▶ [Raw data]:
--- Start ---
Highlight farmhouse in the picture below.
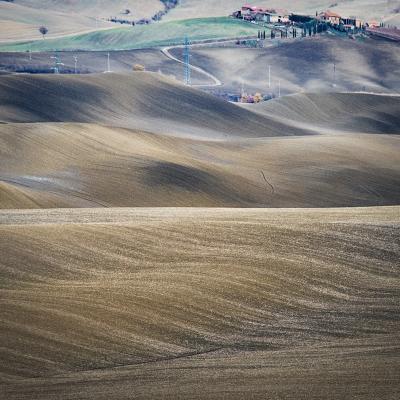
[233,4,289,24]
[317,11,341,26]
--- End ---
--- Start ---
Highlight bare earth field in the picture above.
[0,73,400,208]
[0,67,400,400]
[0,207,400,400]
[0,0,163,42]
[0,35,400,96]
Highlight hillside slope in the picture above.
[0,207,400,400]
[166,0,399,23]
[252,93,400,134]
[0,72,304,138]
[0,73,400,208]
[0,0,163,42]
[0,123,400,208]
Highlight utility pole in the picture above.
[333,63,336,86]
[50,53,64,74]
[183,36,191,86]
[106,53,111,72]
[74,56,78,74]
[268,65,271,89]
--- End ---
▶ [The request]: How many lines in the listing above contain the word "Highlight"? Case matters, so give only the number.

▶ [Written solution]: 4